> [Task item]: An exact reproduction of the listing, minus the pictures, is the required output.

> [Records shown]:
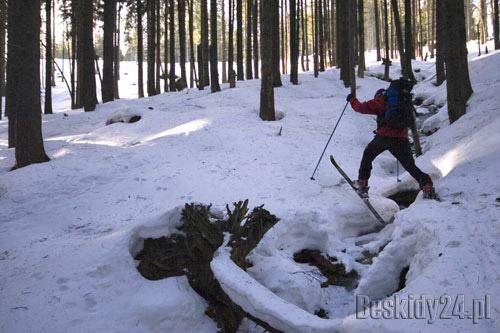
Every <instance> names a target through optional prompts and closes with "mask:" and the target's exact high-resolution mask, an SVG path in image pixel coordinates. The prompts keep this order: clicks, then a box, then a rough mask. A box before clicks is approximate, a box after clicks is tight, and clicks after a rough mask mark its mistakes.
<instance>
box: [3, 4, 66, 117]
mask: <svg viewBox="0 0 500 333" xmlns="http://www.w3.org/2000/svg"><path fill="white" fill-rule="evenodd" d="M6 28H7V3H6V2H5V1H4V0H1V1H0V120H1V119H2V111H3V105H2V104H3V103H2V100H3V99H2V97H3V96H5V32H6V31H5V30H6ZM63 49H64V48H63ZM5 116H7V114H6V115H5Z"/></svg>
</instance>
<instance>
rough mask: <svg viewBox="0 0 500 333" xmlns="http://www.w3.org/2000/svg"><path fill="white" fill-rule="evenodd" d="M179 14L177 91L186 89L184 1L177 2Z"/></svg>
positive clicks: (184, 21)
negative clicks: (178, 51) (178, 39)
mask: <svg viewBox="0 0 500 333" xmlns="http://www.w3.org/2000/svg"><path fill="white" fill-rule="evenodd" d="M177 10H178V12H179V62H180V67H181V80H180V85H179V87H178V88H179V89H181V90H182V89H184V88H186V87H187V75H186V0H178V1H177Z"/></svg>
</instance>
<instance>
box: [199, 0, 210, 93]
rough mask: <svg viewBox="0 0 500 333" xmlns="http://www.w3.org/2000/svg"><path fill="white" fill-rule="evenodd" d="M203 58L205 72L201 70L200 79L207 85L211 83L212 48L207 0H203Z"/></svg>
mask: <svg viewBox="0 0 500 333" xmlns="http://www.w3.org/2000/svg"><path fill="white" fill-rule="evenodd" d="M200 4H201V6H200V9H201V58H202V67H201V68H202V69H203V73H202V72H201V71H200V81H201V82H202V86H203V87H206V86H208V85H209V84H210V78H209V73H210V72H209V66H208V63H209V59H210V57H209V55H210V49H209V44H208V38H209V32H208V7H207V0H201V2H200Z"/></svg>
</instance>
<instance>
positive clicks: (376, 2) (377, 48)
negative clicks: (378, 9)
mask: <svg viewBox="0 0 500 333" xmlns="http://www.w3.org/2000/svg"><path fill="white" fill-rule="evenodd" d="M373 12H374V17H375V48H376V49H377V61H380V60H381V56H380V16H379V10H378V0H373Z"/></svg>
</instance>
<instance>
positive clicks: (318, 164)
mask: <svg viewBox="0 0 500 333" xmlns="http://www.w3.org/2000/svg"><path fill="white" fill-rule="evenodd" d="M347 104H349V102H347V103H345V106H344V109H343V110H342V113H341V114H340V117H339V119H338V120H337V123H336V124H335V127H334V128H333V131H332V134H330V138H329V139H328V141H327V142H326V146H325V149H323V152H322V153H321V156H320V158H319V161H318V164H316V167H315V168H314V171H313V174H312V176H311V180H315V179H314V175H315V174H316V171H317V170H318V167H319V163H320V162H321V159H322V158H323V155H324V154H325V151H326V148H327V147H328V145H329V144H330V140H331V139H332V137H333V133H335V130H336V129H337V126H338V125H339V123H340V119H342V116H343V115H344V112H345V109H346V108H347Z"/></svg>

> [Written reply]:
Every <instance> names a target through optional prompts and closes with "mask:" and the target's exact high-resolution mask, an SVG path in image pixel coordinates. The prompts keep this order: clicks, then a box, then a rough mask. A box before clicks is approximate, a box after clicks is tight, and clicks after a rough mask mark its mistakes.
<instance>
box: [3, 4, 66, 117]
mask: <svg viewBox="0 0 500 333" xmlns="http://www.w3.org/2000/svg"><path fill="white" fill-rule="evenodd" d="M6 28H7V3H6V2H5V1H4V0H1V1H0V120H1V119H2V111H3V105H2V104H3V103H2V100H3V99H2V97H3V96H5V32H6V31H5V30H6ZM63 49H64V48H63ZM5 116H7V114H6V115H5Z"/></svg>
</instance>
<instance>
rough mask: <svg viewBox="0 0 500 333" xmlns="http://www.w3.org/2000/svg"><path fill="white" fill-rule="evenodd" d="M179 14L177 91L186 89L184 1L177 2Z"/></svg>
positive clicks: (184, 21)
negative clicks: (178, 51) (178, 39)
mask: <svg viewBox="0 0 500 333" xmlns="http://www.w3.org/2000/svg"><path fill="white" fill-rule="evenodd" d="M177 10H178V12H179V62H180V67H181V80H180V85H179V87H178V88H179V89H181V90H182V89H184V88H186V87H187V75H186V0H178V1H177Z"/></svg>
</instance>
<instance>
box: [199, 0, 210, 93]
rough mask: <svg viewBox="0 0 500 333" xmlns="http://www.w3.org/2000/svg"><path fill="white" fill-rule="evenodd" d="M203 58L205 72L201 70L200 79L207 85L211 83L212 48L207 0H203Z"/></svg>
mask: <svg viewBox="0 0 500 333" xmlns="http://www.w3.org/2000/svg"><path fill="white" fill-rule="evenodd" d="M200 4H201V6H200V9H201V58H202V67H201V68H202V69H203V73H202V72H201V71H200V81H201V82H202V86H203V87H206V86H208V85H209V84H210V78H209V73H210V72H209V66H208V63H209V59H210V57H209V55H210V49H209V44H208V38H209V32H208V7H207V0H201V2H200Z"/></svg>
</instance>
<instance>
positive clicks: (376, 2) (377, 48)
negative clicks: (378, 9)
mask: <svg viewBox="0 0 500 333" xmlns="http://www.w3.org/2000/svg"><path fill="white" fill-rule="evenodd" d="M373 12H374V17H375V48H376V49H377V61H380V60H381V56H380V16H379V10H378V0H373Z"/></svg>
</instance>
<instance>
positive clicks: (318, 164)
mask: <svg viewBox="0 0 500 333" xmlns="http://www.w3.org/2000/svg"><path fill="white" fill-rule="evenodd" d="M347 104H349V102H347V103H345V106H344V109H343V110H342V113H341V114H340V117H339V119H338V120H337V123H336V124H335V127H334V128H333V131H332V134H330V138H329V139H328V141H327V142H326V146H325V149H323V152H322V153H321V156H320V158H319V161H318V164H316V167H315V168H314V171H313V174H312V176H311V180H315V179H314V175H315V174H316V171H317V170H318V167H319V163H320V162H321V159H322V158H323V155H324V154H325V151H326V148H327V147H328V145H329V144H330V140H331V139H332V137H333V133H335V130H336V129H337V126H338V125H339V123H340V119H342V116H343V115H344V112H345V109H346V108H347Z"/></svg>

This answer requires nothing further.